>> Begin

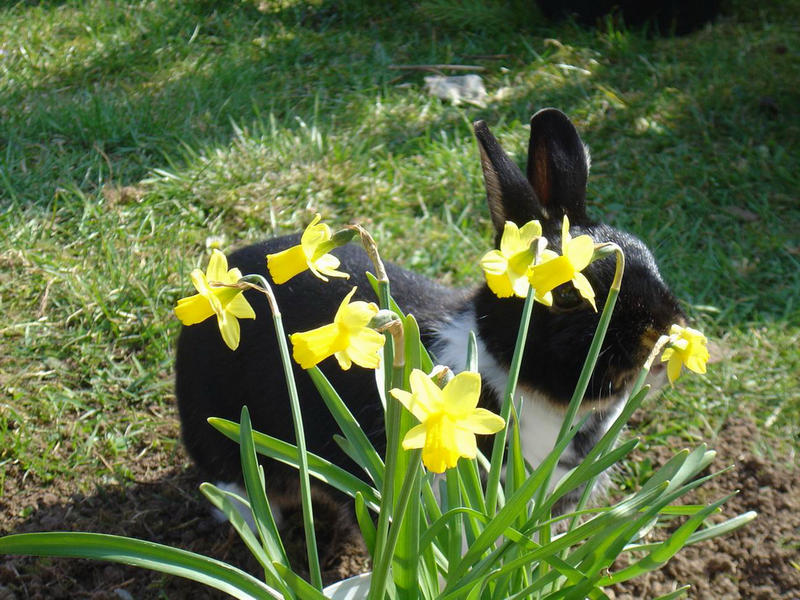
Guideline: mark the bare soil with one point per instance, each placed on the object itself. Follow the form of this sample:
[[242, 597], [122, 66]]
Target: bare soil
[[164, 505]]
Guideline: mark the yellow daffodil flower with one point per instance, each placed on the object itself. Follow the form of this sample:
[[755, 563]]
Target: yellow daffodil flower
[[506, 269], [449, 418], [687, 346], [227, 303], [554, 270], [293, 261], [348, 338]]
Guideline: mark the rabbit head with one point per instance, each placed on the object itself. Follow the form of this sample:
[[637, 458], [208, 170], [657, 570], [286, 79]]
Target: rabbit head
[[555, 186]]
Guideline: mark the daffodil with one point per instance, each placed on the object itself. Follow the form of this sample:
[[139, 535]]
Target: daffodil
[[226, 302], [449, 418], [506, 269], [554, 270], [310, 254], [687, 346], [348, 338]]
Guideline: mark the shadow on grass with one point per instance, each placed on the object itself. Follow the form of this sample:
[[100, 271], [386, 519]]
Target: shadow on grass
[[168, 510]]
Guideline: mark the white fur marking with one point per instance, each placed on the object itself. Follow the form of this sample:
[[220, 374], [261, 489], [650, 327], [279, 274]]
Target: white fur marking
[[540, 420]]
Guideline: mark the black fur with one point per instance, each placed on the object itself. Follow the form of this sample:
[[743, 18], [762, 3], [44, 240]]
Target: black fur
[[212, 380]]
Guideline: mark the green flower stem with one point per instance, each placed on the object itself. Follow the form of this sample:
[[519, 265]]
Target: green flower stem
[[383, 560], [302, 455], [597, 343], [591, 359], [637, 385], [493, 481]]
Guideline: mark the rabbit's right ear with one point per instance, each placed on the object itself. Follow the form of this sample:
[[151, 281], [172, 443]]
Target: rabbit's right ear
[[558, 165], [510, 196]]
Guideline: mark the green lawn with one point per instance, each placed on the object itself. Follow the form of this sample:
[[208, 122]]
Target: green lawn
[[132, 131]]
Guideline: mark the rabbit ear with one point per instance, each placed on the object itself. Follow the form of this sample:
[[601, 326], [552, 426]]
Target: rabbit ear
[[510, 196], [558, 165]]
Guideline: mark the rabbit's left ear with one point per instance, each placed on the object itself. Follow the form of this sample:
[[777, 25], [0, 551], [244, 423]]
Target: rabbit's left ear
[[558, 165], [508, 192]]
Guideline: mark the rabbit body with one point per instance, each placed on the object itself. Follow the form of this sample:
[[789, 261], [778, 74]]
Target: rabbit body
[[212, 380]]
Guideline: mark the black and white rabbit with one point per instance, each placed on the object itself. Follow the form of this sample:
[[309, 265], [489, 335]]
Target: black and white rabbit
[[212, 380]]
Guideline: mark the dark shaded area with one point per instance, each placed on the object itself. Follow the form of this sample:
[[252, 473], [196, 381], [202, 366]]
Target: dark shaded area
[[658, 16], [166, 508], [752, 563]]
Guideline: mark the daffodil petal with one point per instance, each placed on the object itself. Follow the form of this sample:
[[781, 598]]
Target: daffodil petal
[[566, 238], [364, 347], [509, 241], [546, 298], [465, 443], [548, 275], [483, 422], [500, 285], [229, 328], [460, 395], [233, 276], [494, 263], [314, 235], [580, 251], [426, 395], [674, 368], [200, 282], [240, 308], [440, 452], [327, 264], [584, 288], [340, 312], [696, 363], [344, 360], [529, 232], [217, 267], [193, 310], [312, 347], [357, 314], [520, 285], [415, 438], [286, 264], [403, 397]]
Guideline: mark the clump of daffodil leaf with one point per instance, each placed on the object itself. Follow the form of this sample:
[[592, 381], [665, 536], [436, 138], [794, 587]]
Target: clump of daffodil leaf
[[348, 338]]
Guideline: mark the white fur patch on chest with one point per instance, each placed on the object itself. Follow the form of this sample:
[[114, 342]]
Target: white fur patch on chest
[[540, 419]]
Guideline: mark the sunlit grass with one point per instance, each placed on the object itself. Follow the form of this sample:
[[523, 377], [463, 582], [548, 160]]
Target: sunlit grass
[[132, 131]]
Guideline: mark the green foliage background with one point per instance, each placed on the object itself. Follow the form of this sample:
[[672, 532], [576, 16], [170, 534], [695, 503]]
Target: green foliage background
[[129, 132]]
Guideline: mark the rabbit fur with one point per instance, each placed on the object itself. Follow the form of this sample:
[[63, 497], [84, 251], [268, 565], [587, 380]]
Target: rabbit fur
[[212, 380]]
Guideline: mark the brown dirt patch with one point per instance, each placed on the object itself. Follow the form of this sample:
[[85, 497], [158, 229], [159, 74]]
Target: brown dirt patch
[[754, 562], [164, 505]]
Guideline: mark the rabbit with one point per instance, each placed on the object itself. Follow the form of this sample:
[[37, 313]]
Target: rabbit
[[213, 381]]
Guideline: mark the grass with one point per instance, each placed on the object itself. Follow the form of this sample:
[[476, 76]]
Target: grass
[[130, 132]]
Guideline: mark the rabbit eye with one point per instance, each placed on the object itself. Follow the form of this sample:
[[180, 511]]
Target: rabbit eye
[[567, 298]]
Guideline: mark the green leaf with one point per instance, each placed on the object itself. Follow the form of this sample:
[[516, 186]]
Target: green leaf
[[303, 589], [256, 492], [226, 502], [365, 523], [139, 553], [363, 449], [320, 468]]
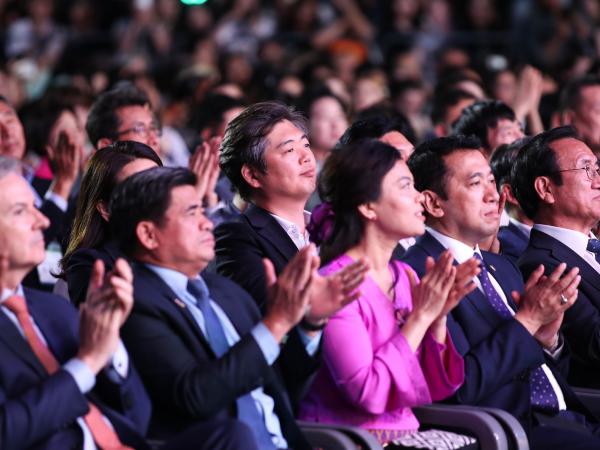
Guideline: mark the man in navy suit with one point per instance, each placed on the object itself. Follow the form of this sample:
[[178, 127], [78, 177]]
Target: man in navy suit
[[558, 185], [507, 332], [266, 154], [44, 403], [62, 373], [199, 341]]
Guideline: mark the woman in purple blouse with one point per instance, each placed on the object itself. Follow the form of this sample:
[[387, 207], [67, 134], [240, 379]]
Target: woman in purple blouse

>> End

Exercise aim => Could you repeat only the lines starting with the line with "Guideline: mark the rabbit eye" and going on through the line with "449], [320, 468]]", switching every "green leaf" to "ivy leaf" and leaving everything else unchanged?

Written answer =>
Guideline: mark the rabbit eye with one point per instance, each placed on the object itself. Follow the form of this sample:
[[180, 511]]
Target: rabbit eye
[[567, 298]]
Guideline: mark the ivy leaf with one point per instance, each placed on the object itself. Follow the form of this sample:
[[516, 186]]
Target: ivy leaf
[[303, 589], [256, 492], [226, 502], [365, 523], [139, 553], [363, 449], [320, 468]]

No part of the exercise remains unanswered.